| TRY IT |
Provide an exact reproduction of every entry.

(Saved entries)
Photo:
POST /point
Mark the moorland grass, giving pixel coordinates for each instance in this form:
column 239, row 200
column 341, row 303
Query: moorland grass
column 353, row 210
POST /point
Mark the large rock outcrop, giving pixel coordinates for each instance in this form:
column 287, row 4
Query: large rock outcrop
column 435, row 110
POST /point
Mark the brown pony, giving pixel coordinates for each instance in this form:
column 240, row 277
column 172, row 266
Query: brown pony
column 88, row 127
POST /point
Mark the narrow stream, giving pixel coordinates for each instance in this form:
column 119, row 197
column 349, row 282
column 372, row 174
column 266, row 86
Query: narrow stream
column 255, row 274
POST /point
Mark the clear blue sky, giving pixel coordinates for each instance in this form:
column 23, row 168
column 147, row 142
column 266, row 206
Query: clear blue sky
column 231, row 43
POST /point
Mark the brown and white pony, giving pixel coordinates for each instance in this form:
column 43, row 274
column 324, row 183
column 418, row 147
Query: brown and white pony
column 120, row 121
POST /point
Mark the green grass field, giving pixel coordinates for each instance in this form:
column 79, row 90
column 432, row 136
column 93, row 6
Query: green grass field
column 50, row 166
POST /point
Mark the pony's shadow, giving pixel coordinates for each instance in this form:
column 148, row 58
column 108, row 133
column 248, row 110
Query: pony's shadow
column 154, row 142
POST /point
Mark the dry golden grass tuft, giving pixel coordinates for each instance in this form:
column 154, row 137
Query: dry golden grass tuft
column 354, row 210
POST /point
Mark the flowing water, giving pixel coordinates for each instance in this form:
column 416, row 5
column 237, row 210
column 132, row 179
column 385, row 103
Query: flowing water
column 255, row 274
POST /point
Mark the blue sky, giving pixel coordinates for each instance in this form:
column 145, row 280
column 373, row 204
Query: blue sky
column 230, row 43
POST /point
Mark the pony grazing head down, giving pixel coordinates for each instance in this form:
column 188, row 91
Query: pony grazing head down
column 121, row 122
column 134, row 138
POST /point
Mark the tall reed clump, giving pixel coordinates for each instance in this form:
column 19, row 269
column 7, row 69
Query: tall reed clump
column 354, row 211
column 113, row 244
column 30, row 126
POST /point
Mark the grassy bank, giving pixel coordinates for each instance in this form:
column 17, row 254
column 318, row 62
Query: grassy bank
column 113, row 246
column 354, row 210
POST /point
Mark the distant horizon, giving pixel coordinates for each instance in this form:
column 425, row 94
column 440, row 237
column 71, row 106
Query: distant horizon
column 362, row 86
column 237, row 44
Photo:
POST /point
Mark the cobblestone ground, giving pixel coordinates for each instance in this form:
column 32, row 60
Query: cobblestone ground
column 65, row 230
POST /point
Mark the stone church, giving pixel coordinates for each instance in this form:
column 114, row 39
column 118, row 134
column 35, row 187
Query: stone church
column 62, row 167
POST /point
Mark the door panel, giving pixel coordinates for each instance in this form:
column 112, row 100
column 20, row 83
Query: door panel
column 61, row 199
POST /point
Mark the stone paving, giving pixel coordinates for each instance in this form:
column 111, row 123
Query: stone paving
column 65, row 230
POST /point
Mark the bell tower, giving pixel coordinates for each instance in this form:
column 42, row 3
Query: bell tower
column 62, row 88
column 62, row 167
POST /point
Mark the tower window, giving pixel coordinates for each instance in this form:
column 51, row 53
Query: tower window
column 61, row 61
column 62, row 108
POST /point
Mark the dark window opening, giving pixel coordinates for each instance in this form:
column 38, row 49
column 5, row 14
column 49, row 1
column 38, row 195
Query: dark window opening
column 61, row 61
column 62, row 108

| ANSWER BOX |
Photo:
POST /point
Mark the moorland grass, giving pixel coordinates for each instance in this form:
column 239, row 200
column 341, row 303
Query: moorland grass
column 353, row 210
POST /point
Mark the large rock outcrop, giving pixel coordinates for each instance in this form:
column 287, row 4
Query: large rock outcrop
column 435, row 110
POST /point
Mark the brown pony, giving pixel coordinates for each instance in this form:
column 240, row 277
column 172, row 266
Query: brown pony
column 88, row 127
POST /point
Mark the narrow stream, giving pixel coordinates for each instance in this form:
column 119, row 197
column 349, row 282
column 372, row 174
column 266, row 86
Query: narrow stream
column 255, row 274
POST /point
Mark the clear blue sky, giving pixel coordinates for each instance in this form:
column 23, row 168
column 147, row 142
column 266, row 206
Query: clear blue sky
column 231, row 43
POST /point
Mark the brown and white pony, giving pixel coordinates for each instance in this form:
column 43, row 274
column 324, row 183
column 418, row 147
Query: brown and white pony
column 120, row 121
POST /point
Mark the green grass field, giving pixel coordinates for each instance in this form:
column 79, row 90
column 432, row 136
column 93, row 6
Query: green grass field
column 50, row 166
POST /point
Mark the pony's shadow, giving pixel coordinates for each instance in this form:
column 148, row 58
column 108, row 133
column 248, row 110
Query: pony's shadow
column 154, row 142
POST /point
Mark the dry golden grass tuft, giving pixel coordinates for each instance in this form:
column 154, row 137
Query: dry golden grass tuft
column 354, row 210
POST /point
Mark the flowing water, giving pixel coordinates for each instance in this form:
column 416, row 5
column 237, row 210
column 132, row 179
column 385, row 103
Query: flowing water
column 255, row 274
POST /point
Mark the blue sky, giving pixel coordinates for each instance in this form:
column 145, row 280
column 373, row 204
Query: blue sky
column 230, row 43
POST /point
Mark the pony grazing head down, giving pixel coordinates for each instance in this form:
column 188, row 91
Query: pony grazing head down
column 121, row 122
column 134, row 138
POST /point
Mark the tall reed clump, giving pixel coordinates for each instance in this form:
column 19, row 269
column 7, row 69
Query: tall reed clump
column 354, row 211
column 113, row 244
column 30, row 126
POST /point
Mark the grassy bank, giving pixel coordinates for each instance in this form:
column 17, row 254
column 318, row 62
Query: grassy bank
column 113, row 246
column 354, row 210
POST /point
Mark the distant horizon, giving pixel coordinates for each instance in this form:
column 425, row 94
column 440, row 237
column 71, row 106
Query: distant horizon
column 362, row 86
column 237, row 44
Photo:
POST /point
Mark the cobblestone ground, giving pixel coordinates for each instance in this form:
column 32, row 60
Query: cobblestone ground
column 65, row 230
POST /point
Mark the stone church, giving pixel coordinates for each instance in this form:
column 114, row 39
column 118, row 134
column 35, row 187
Query: stone church
column 62, row 167
POST /point
Mark the door panel, giving pixel coordinates for each instance in this form:
column 112, row 100
column 20, row 83
Query: door panel
column 61, row 199
POST /point
Mark the stone paving, giving pixel coordinates for each instance in this form:
column 111, row 123
Query: stone paving
column 65, row 230
POST /point
Mark the bell tower, giving pixel coordinates for each instance in this form:
column 42, row 3
Query: bell tower
column 62, row 88
column 62, row 167
POST /point
Mark the tower window, giving pixel coordinates for each instance in this form:
column 51, row 53
Query: tower window
column 61, row 61
column 62, row 108
POST /point
Mark the dark window opening, giving pixel coordinates for each instance in this form:
column 38, row 49
column 5, row 14
column 49, row 1
column 38, row 195
Query: dark window opening
column 61, row 61
column 62, row 108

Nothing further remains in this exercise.